EXERCISE REQUIREMENTS >> Find each line of the entries with the string "element", please, and copy it.

RECORDS FOR THIS EXERCISE START

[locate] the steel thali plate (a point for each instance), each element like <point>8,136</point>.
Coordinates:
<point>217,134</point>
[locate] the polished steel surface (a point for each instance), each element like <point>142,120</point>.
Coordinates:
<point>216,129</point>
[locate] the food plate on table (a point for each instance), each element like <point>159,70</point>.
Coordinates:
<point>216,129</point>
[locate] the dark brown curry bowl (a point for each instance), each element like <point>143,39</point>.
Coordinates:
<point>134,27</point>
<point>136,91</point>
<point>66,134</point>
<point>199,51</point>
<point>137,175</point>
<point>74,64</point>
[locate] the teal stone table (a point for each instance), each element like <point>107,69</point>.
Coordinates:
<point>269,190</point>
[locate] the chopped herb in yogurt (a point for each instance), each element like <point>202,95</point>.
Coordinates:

RECORDS FOR THIS EXERCISE END

RESPONSE >>
[locate] the steel thali plate (a point for each instance), each element like <point>8,136</point>.
[locate] the polished steel surface (a point for each instance), each element like <point>142,120</point>.
[locate] the food plate on table (a point for each instance), each element like <point>159,70</point>.
[locate] the dark brown curry bowl (a point for each instance), each element like <point>143,39</point>.
[locate] the teal stone table (a point for each instance), each element like <point>107,69</point>.
[locate] the chopped herb in yogurt (a point for each instance), each element like <point>202,95</point>.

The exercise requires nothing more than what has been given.